Set exercise 1
Filter the records below, keeping every line that contains the word "bedding" and copying each such line in full. Treat the match as case-sensitive.

Document extract
▼

“Last year, every offshore wind equipment manufacturer reported substantial financial losses as raw material costs, order delays, labor problems, and antiquated manufacturing plants overwhelmed their revenue gains. Correcting these problems necessitates higher equipment prices, reduced manufacturing capacity, and/or relocating to lower-cost countries. These steps can set back delivery times and delay project start-up dates. Developers are also finding that building Jones Act-compliant installation and support vessels are taking longer and costing more, further challenging their projects’ economics.”
On Day One, Joe Biden canceled the Keystone XL pipeline construction permit issued by the Trump administration, costing union jobs. He rejoined the Paris Agreement on Climate Change so John Kerry could have a job. It was no secret where this administration was heading.
Days later, Biden issued an Executive Order calling for the nation to build “a new American infrastructure and clean energy economy that will create millions of new jobs.” Its focus was the offshore wind industry, with a secondary effort on building an electric vehicle battery charging network.
Two months later, the Biden administration convened a government and industry meeting to establish a target to build 30,000 megawatts (MW) of offshore wind by 2030 that would employ tens of thousands of workers. With this mandate, the administration was off and running – approving offshore wind leases, throwing money at developers to build offshore wind farms, and accelerating investment in modifications and upgrades to East Coast ports as staging points for building the thousands of wind turbines demanded.
The Pipeline For U.S. Offshore Wind Development Projects
Source: DOE
Last August, the Department of Energy issued its 2022 Offshore Wind Market Report. The report highlighted the growing pipeline of offshore wind projects. Included in the pipeline were the two operating wind farms totaling 42 megawatts (MW), two projects under construction totaling 932 MW, and 18 projects in the permitting phase totaling 18,581 MW. It was only when planned projects were included that Biden’s goal would be reached. The reality is that not all this capacity can be constructed within the next seven years. However, Biden will declare victory by counting the 20,000-plus MWs of planned projects.
Pushback To Offshore Wind
The timing of this substantial expansion of offshore wind generating capacity is questionable with the emergence of new headwinds. These include challenging project economics as development costs are rising due to expensive raw materials needed for the turbines and power cables. Developers are finding support vessels and labor for construction and maintenance are more costly. Recently, Native Americans began pushing back on certain projects in their historical territorial waters. The more topical headwind is the mystery of the sharp increase in whale deaths in areas where offshore wind projects are being developed. While not new, there is always opposition from coastal communities over the siting of wind turbines and the landings of offshore power cables, which is growing.
When the first offshore wind farm (Cape Wind) was proposed in Nantucket Sound in 2001, wealthy Massachusetts coastal residents, including Kennedys, Kochs, and sitting U.S. senators, began lobbying against their location because they are an eyesore. Coastal communities dependent on tourism are concerned that visible offshore wind turbines will drive visitors away. Moving them further away is the solution. Put them beyond the horizon so they cannot be seen from shore. For developers, it means increased construction and maintenance costs and more challenging wind farm economics. This additional cost is added to the cost inflation from more expensive raw materials, issues with their supply adequacy and more expensive labor to manufacture equipment and install the wind farms.

▲

Set exercise 2
Write out the passage of the offshore wind article above verbatim, starting at "On Day One, Joe" and ending at "administration was heading.".

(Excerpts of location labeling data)

▼

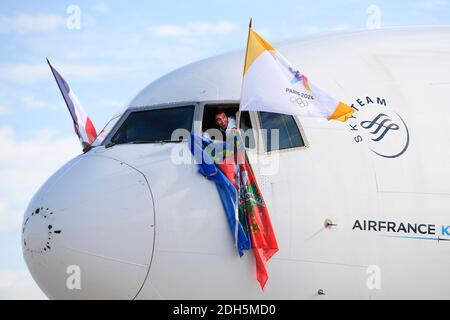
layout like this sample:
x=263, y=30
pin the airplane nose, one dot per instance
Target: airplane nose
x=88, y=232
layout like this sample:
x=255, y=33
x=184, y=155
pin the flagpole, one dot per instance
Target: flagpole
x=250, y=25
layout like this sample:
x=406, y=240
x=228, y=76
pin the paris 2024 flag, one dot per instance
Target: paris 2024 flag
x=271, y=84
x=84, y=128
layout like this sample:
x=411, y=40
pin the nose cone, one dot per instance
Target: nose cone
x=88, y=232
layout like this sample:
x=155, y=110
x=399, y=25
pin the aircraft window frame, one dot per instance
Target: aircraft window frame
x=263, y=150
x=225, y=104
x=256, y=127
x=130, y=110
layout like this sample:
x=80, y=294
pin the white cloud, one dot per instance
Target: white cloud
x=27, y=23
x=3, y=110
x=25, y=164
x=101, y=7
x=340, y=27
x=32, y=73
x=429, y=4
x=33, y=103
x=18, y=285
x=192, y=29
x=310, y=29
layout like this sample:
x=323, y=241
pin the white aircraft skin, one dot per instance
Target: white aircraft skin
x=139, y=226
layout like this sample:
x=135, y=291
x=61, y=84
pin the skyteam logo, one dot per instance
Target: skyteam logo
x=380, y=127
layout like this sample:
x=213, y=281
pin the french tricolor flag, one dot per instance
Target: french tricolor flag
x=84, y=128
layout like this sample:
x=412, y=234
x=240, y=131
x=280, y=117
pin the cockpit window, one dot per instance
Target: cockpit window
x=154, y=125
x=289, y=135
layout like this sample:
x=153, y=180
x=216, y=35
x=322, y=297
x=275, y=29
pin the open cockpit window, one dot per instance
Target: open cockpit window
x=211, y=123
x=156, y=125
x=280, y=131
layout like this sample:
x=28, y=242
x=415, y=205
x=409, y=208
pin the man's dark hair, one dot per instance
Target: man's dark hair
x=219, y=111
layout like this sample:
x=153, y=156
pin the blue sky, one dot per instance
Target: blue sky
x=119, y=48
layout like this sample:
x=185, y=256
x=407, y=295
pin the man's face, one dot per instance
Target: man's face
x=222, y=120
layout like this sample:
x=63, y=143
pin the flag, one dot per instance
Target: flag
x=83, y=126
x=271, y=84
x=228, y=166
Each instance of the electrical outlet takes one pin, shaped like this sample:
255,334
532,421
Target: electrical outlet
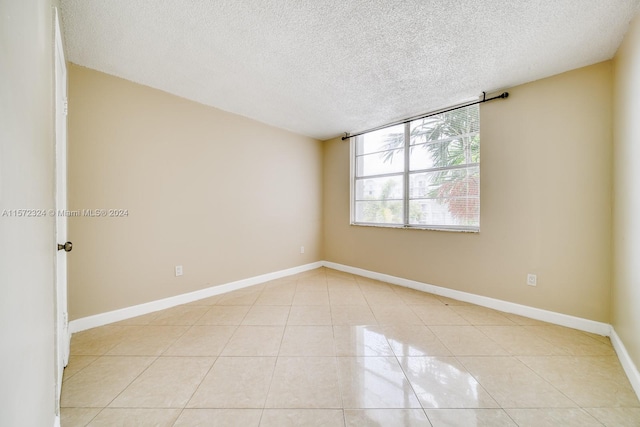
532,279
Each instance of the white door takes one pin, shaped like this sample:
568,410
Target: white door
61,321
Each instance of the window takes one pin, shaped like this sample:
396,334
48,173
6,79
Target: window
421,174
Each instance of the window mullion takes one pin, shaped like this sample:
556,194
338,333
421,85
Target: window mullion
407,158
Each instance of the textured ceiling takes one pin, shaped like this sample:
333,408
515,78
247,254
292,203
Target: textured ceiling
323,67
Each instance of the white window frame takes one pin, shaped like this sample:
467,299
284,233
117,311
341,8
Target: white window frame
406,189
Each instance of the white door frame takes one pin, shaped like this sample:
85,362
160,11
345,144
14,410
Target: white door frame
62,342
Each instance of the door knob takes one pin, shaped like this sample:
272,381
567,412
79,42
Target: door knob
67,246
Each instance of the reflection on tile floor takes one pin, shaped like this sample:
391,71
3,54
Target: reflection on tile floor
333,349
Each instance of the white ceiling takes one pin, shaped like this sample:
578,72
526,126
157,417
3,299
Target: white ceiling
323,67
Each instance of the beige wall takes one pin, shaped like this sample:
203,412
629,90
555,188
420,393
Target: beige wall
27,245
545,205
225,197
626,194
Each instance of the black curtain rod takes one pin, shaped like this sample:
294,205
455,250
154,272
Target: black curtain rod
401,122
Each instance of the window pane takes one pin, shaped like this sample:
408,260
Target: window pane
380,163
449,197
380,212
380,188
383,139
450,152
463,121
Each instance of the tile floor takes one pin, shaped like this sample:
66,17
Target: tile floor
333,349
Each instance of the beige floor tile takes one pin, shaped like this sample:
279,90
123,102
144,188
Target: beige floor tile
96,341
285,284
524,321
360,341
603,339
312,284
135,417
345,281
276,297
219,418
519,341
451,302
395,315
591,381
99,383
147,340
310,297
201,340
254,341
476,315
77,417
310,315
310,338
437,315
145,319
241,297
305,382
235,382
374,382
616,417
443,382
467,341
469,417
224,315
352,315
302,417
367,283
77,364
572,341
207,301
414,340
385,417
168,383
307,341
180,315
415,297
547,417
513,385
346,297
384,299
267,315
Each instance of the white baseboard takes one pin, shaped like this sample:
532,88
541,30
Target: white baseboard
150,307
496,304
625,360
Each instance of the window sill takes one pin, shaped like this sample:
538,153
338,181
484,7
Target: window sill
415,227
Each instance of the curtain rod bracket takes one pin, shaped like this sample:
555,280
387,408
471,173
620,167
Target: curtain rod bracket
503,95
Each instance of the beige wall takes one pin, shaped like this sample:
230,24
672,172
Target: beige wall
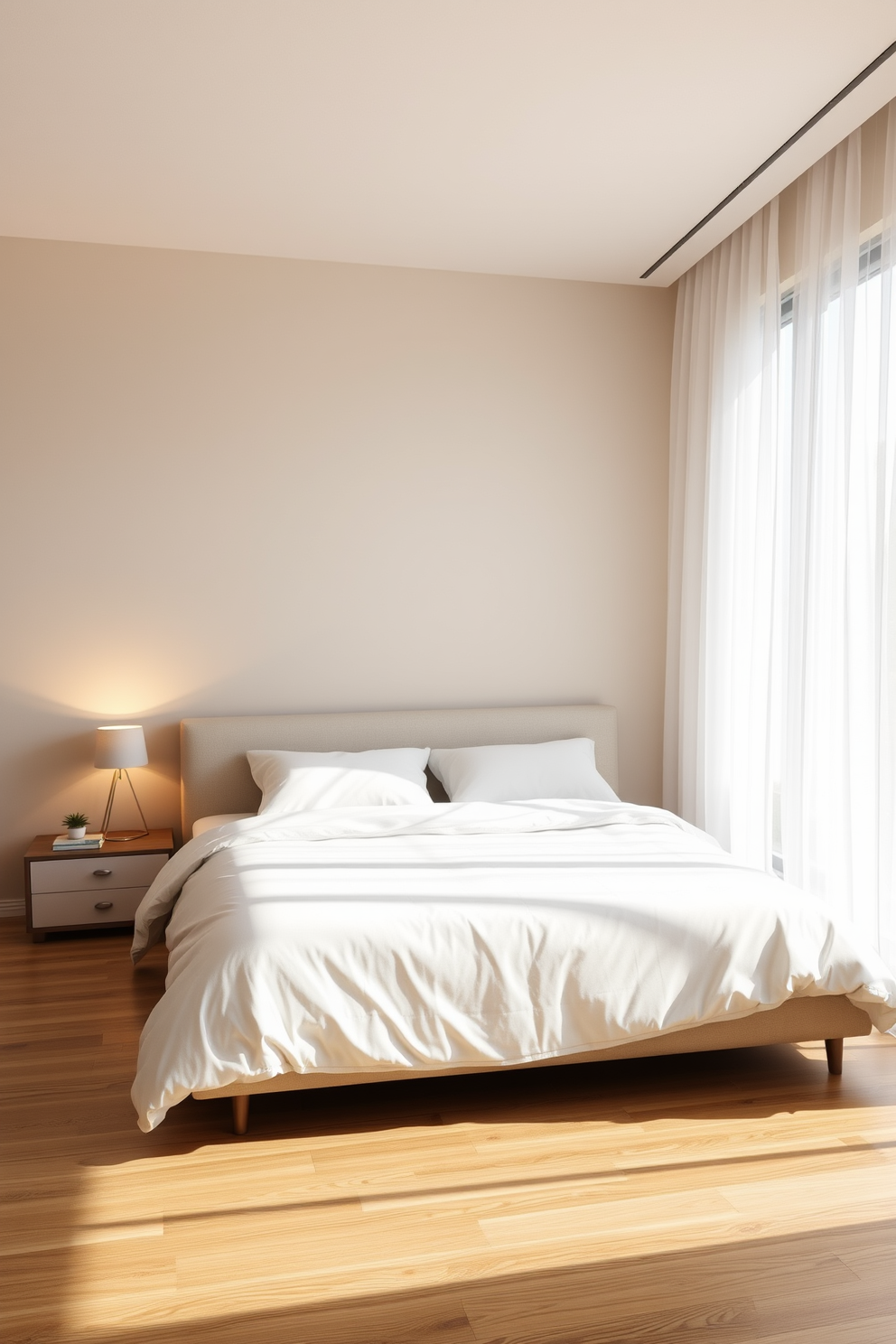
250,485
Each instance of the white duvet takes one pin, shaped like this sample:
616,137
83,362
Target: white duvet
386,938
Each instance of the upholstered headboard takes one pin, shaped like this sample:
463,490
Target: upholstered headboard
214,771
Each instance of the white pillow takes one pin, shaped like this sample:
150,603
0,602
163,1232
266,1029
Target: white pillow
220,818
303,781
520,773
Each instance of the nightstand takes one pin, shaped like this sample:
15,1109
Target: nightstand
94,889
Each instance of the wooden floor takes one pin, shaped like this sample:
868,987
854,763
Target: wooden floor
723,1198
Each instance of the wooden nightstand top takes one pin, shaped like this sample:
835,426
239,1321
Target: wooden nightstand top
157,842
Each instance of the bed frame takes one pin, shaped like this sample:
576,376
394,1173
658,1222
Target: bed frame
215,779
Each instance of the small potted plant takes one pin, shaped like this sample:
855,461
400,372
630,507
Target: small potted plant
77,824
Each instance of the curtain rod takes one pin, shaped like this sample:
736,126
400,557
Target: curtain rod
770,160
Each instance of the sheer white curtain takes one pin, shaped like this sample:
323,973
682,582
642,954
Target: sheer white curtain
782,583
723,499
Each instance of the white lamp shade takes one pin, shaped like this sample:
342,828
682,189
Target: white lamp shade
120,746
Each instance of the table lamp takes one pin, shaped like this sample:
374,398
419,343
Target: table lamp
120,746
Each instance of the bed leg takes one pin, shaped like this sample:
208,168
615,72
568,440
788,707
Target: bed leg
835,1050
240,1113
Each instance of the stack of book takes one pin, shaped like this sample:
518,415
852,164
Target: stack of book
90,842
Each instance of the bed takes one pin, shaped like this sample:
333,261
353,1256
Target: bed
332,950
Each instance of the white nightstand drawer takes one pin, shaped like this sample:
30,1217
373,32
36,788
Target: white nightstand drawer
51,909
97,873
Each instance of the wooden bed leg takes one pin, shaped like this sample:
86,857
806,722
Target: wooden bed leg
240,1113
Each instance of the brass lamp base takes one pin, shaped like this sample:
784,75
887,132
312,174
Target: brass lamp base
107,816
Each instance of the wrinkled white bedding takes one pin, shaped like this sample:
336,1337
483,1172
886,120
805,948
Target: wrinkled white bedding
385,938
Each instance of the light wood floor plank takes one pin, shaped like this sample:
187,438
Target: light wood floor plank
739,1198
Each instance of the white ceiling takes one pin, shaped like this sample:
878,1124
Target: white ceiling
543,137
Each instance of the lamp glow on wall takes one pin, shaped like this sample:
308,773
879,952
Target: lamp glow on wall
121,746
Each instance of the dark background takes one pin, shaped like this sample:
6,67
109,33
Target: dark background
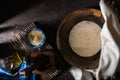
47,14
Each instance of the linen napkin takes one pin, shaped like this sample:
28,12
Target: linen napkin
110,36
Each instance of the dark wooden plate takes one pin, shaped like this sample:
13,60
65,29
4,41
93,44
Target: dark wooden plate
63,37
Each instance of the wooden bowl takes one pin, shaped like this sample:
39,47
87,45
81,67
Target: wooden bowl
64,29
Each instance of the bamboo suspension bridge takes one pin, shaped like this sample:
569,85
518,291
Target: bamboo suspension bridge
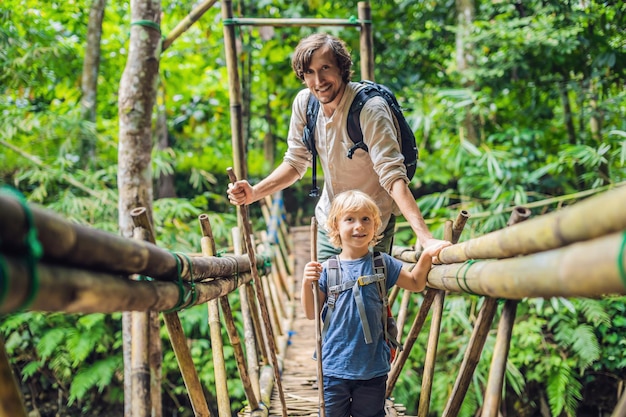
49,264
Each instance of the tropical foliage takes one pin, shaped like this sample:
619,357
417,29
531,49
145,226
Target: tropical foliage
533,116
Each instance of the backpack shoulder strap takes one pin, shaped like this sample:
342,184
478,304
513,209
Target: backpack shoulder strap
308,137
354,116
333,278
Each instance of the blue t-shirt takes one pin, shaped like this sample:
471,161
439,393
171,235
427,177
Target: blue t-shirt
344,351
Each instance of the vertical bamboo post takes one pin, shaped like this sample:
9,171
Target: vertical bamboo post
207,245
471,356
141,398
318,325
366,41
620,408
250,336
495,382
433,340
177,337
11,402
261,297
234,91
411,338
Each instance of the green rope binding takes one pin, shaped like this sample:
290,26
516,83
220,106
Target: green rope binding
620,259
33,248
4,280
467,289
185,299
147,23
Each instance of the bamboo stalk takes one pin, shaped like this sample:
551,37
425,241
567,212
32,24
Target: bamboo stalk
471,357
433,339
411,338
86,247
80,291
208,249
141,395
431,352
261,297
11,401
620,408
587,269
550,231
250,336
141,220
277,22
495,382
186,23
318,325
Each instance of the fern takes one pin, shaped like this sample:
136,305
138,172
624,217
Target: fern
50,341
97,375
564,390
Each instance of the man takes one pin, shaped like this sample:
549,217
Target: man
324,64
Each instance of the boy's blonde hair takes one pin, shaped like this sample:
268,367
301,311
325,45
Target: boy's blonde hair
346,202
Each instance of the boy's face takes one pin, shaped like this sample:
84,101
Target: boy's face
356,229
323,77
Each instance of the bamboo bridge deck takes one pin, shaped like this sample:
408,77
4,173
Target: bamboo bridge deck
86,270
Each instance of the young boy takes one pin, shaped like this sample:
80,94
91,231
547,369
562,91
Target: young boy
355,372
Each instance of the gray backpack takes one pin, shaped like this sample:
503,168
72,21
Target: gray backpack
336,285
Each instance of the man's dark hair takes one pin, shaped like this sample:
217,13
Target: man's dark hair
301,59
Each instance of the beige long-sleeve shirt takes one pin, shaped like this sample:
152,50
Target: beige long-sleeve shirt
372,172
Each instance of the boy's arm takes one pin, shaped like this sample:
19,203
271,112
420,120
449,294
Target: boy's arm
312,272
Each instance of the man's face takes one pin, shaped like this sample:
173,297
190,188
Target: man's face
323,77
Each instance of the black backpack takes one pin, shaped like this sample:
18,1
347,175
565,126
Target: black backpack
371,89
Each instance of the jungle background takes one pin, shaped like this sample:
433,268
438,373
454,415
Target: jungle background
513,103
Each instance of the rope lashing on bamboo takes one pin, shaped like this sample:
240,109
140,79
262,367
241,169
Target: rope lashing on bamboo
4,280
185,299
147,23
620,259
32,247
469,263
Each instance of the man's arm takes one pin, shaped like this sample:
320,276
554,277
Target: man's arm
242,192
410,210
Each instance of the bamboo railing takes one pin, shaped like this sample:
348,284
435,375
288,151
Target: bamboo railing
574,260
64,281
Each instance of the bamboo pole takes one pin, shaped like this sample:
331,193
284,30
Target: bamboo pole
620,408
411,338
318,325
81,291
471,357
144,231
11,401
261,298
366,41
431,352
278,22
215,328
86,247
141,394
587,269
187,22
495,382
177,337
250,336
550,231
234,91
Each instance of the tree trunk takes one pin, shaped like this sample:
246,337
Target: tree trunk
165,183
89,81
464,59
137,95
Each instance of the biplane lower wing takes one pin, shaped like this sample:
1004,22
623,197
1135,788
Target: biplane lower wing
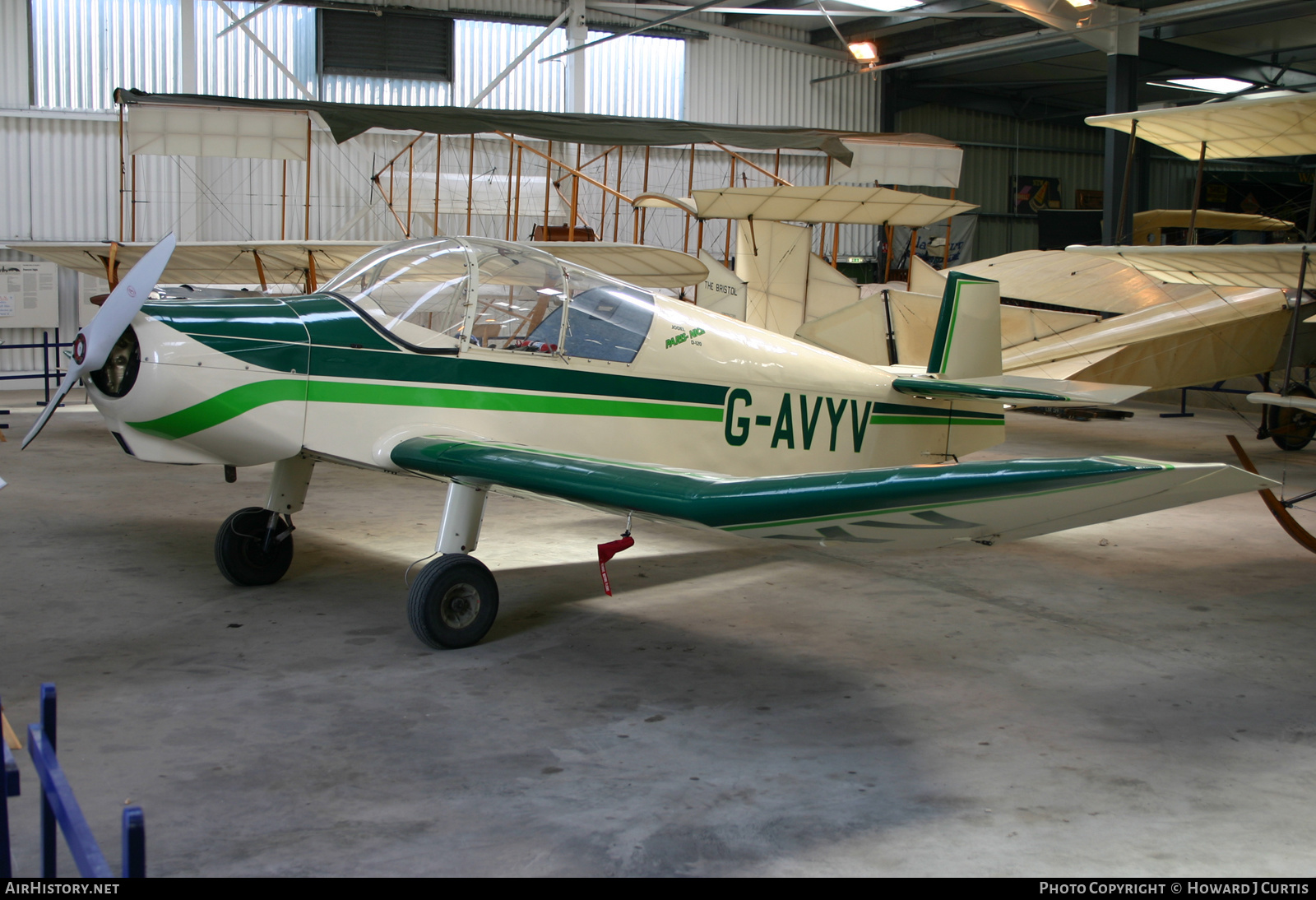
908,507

▲

Exercise solution 1
Each instance of the wrinkled white bedding takes one pin, shaped like this sample:
Target: wrinkled white bedding

Exercise solution 2
On Day One, Joe Biden canceled the Keystone XL pipeline construction permit issued by the Trump administration, costing union jobs. He rejoined the Paris Agreement on Climate Change so John Kerry could have a job. It was no secret where this administration was heading.